§ Data entries
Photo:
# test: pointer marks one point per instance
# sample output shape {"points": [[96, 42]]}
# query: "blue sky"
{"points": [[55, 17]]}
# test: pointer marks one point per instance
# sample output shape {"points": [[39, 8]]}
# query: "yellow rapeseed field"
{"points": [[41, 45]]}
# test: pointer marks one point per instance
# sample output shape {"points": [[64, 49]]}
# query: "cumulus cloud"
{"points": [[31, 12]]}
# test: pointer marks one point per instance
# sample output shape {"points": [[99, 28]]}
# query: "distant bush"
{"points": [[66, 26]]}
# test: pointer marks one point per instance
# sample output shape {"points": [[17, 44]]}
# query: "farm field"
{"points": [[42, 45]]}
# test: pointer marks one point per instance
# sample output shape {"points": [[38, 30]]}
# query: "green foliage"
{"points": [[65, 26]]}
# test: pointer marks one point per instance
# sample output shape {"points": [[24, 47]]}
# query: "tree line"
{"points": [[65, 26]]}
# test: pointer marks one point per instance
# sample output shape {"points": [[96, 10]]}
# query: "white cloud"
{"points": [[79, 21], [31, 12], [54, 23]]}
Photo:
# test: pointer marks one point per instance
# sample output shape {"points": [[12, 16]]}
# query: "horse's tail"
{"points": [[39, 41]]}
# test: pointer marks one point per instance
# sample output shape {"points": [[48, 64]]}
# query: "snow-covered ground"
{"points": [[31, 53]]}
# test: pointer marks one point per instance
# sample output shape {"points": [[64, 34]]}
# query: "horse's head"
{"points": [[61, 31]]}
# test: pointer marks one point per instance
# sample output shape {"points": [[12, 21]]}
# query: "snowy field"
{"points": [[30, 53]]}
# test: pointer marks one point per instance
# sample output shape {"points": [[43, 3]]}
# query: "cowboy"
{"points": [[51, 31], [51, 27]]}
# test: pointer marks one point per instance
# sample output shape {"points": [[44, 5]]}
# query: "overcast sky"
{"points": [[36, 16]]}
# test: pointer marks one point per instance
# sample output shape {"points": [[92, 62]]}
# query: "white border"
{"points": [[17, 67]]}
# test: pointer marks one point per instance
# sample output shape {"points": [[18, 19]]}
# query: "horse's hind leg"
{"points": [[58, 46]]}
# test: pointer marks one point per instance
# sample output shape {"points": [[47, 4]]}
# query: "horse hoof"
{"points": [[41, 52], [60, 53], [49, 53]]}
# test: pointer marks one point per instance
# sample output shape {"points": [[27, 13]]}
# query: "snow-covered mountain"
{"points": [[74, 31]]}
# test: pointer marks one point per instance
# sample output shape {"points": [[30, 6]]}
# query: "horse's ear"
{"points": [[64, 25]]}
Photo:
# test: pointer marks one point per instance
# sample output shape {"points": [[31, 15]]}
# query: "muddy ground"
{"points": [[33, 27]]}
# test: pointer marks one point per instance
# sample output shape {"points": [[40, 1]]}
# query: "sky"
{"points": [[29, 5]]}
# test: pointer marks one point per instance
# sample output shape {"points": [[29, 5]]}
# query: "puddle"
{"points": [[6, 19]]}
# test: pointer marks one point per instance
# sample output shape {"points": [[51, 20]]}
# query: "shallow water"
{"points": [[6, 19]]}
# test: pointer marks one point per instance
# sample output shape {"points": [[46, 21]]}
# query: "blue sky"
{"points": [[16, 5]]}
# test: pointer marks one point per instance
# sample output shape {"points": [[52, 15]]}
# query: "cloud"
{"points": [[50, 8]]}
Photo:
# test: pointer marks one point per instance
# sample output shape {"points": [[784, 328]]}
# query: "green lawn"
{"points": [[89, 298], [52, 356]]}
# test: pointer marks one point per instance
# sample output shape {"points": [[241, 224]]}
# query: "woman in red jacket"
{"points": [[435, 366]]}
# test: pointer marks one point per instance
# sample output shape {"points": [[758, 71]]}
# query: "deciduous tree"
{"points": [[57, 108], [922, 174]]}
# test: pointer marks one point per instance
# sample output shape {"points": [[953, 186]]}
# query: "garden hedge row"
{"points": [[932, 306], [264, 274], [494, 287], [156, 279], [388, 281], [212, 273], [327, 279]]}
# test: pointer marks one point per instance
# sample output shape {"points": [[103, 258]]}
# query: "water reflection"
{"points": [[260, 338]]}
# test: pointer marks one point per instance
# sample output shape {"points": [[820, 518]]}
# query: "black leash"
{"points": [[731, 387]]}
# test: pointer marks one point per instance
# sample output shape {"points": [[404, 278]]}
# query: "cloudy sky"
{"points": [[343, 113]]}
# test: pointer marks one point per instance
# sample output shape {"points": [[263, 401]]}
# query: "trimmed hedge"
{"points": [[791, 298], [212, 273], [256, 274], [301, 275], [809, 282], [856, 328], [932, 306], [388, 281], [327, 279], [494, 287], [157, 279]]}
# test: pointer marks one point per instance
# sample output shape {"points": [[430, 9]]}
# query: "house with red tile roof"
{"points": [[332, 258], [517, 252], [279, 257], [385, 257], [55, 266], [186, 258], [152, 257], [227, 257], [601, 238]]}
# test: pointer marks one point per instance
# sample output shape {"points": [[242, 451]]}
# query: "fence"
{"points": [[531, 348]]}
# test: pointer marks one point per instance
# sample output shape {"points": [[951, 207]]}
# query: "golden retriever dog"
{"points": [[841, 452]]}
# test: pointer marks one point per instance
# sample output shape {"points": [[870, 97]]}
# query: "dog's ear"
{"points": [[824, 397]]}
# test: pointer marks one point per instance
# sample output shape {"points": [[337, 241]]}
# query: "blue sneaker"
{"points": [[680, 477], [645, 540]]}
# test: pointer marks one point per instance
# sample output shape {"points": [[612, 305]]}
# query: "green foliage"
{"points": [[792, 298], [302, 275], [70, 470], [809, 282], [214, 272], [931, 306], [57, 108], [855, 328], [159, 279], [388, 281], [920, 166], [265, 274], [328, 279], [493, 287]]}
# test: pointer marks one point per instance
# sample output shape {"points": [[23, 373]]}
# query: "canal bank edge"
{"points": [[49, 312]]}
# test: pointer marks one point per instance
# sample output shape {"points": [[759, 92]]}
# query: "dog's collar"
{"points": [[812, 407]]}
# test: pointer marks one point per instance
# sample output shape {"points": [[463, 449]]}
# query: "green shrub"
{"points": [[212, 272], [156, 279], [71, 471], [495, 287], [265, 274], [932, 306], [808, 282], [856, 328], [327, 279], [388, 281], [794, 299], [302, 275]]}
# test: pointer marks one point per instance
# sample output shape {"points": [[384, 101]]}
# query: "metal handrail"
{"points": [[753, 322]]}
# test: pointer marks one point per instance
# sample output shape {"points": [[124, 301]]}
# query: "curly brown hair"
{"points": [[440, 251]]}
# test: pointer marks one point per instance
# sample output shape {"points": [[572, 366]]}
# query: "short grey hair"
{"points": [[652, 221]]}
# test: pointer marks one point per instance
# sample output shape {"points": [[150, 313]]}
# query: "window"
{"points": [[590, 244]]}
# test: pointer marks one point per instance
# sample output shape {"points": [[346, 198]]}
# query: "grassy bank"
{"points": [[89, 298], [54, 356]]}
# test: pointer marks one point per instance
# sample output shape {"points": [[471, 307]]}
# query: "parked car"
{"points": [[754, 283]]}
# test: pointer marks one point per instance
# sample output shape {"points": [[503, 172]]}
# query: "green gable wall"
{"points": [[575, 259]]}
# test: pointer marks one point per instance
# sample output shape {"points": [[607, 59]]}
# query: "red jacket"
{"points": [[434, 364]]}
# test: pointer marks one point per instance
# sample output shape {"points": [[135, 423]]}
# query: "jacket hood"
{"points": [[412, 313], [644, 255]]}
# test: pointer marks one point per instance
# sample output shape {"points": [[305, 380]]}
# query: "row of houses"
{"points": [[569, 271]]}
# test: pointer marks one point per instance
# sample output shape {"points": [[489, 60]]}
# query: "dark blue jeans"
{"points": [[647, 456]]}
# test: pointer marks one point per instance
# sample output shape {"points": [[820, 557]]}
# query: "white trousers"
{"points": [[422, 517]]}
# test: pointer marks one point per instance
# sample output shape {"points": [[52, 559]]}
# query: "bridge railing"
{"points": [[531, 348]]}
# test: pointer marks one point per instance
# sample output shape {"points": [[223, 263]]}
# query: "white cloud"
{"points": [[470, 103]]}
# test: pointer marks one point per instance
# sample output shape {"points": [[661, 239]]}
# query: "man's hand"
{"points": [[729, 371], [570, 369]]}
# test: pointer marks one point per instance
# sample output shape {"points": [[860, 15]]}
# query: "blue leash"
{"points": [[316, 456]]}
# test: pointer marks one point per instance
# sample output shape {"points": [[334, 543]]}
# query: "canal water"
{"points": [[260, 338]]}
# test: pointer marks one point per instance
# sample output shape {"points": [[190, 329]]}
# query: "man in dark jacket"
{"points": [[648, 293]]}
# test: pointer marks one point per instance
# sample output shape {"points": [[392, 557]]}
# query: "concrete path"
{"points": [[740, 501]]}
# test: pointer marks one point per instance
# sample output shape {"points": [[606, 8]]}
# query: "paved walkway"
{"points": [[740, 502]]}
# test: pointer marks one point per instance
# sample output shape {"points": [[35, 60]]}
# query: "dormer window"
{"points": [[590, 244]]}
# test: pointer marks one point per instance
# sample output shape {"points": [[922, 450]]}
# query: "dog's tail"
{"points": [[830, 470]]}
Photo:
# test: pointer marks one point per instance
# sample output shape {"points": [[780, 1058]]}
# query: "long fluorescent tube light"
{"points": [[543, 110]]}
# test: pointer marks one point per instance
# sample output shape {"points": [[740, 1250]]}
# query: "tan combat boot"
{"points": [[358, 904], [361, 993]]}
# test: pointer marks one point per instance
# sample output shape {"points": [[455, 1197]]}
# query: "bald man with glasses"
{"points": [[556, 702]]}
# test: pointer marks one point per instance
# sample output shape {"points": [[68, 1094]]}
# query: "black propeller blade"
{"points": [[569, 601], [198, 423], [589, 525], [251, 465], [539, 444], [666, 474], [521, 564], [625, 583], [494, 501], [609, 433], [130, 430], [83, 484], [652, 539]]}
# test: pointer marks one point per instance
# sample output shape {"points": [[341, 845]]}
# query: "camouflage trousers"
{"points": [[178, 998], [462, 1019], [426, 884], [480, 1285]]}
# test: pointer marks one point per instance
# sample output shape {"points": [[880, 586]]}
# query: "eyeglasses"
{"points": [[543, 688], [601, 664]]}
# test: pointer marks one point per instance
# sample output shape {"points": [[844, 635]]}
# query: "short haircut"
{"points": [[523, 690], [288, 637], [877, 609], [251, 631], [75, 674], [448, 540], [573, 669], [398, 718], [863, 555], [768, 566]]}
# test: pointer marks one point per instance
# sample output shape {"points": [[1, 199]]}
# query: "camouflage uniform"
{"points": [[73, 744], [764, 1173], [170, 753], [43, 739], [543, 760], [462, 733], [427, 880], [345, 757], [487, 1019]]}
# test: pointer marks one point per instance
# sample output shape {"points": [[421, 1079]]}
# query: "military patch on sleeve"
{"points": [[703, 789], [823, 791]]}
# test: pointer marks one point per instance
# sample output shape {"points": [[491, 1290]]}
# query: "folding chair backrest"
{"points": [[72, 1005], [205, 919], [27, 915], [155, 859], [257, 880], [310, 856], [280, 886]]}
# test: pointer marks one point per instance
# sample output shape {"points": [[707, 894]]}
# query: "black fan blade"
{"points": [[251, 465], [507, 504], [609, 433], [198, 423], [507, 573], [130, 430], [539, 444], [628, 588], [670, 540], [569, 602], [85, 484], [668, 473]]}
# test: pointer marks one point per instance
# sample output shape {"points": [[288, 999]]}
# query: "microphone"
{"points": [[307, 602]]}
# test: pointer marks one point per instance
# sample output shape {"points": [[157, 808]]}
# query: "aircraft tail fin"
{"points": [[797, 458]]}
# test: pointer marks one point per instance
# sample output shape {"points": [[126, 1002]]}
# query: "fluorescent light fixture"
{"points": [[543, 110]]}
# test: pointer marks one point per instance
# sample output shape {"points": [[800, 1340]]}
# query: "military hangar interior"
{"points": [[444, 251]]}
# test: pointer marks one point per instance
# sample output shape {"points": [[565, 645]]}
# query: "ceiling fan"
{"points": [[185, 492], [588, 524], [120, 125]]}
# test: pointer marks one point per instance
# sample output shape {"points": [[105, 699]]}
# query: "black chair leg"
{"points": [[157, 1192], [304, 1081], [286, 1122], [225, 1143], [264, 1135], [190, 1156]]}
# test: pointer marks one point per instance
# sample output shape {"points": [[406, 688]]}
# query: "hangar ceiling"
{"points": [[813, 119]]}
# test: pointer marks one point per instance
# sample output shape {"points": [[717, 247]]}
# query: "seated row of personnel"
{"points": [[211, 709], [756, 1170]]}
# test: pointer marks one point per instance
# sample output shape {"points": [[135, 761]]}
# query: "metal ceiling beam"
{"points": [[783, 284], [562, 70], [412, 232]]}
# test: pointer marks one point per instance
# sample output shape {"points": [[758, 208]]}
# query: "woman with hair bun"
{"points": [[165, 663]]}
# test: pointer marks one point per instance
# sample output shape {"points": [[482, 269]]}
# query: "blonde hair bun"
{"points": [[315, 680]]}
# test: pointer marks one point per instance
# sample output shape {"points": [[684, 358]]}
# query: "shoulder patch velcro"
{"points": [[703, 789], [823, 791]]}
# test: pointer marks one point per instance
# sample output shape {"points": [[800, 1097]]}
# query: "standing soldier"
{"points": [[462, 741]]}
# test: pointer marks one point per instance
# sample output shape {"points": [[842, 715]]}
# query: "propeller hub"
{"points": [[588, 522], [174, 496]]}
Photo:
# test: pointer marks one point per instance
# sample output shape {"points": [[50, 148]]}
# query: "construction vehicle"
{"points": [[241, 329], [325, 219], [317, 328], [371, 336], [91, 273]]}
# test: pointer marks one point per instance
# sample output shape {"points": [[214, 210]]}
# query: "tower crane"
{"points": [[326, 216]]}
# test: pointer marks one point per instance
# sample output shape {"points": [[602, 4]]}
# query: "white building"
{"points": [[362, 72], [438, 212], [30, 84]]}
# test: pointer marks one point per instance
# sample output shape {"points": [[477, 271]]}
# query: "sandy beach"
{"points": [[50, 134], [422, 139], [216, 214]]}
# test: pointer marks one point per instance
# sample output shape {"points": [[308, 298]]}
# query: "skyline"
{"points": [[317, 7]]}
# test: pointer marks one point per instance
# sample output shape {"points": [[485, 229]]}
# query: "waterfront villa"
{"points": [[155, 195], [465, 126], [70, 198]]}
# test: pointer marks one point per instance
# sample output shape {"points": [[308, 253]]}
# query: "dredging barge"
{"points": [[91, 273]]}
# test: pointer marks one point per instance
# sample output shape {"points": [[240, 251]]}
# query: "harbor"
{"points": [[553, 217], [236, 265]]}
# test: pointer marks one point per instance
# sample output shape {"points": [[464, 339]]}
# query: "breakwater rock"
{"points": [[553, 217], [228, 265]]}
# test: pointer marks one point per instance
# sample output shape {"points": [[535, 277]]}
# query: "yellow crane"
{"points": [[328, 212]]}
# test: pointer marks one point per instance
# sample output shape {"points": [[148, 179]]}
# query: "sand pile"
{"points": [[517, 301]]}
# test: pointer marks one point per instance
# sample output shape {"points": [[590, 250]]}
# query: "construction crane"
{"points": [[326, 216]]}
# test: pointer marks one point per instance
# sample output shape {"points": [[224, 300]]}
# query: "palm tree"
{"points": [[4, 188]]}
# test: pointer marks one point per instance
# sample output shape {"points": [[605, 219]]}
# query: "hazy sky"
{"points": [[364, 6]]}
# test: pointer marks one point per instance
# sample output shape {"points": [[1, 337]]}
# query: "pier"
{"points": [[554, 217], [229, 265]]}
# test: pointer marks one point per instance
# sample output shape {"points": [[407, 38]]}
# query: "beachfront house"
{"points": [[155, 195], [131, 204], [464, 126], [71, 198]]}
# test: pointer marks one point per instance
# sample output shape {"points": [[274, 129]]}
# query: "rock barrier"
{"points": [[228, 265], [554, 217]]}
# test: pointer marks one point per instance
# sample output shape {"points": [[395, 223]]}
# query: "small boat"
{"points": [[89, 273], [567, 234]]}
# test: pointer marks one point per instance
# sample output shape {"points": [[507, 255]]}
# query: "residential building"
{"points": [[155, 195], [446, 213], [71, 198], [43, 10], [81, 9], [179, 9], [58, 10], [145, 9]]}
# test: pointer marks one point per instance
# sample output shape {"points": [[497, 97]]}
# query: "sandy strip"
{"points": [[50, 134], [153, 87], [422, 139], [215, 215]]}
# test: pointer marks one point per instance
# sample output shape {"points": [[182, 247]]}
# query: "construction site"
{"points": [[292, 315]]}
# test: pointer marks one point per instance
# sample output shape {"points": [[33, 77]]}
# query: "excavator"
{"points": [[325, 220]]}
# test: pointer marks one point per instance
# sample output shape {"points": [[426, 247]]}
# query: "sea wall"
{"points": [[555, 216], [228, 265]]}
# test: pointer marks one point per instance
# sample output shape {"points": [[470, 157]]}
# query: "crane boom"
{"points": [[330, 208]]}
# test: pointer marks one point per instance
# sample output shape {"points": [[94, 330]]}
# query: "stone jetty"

§ Task to carry out
Locate every line in the data above that contains the string "hedge", and copy each of those lines.

§ Expected answer
# query: "garden hedge row"
# query: "trimmed hedge"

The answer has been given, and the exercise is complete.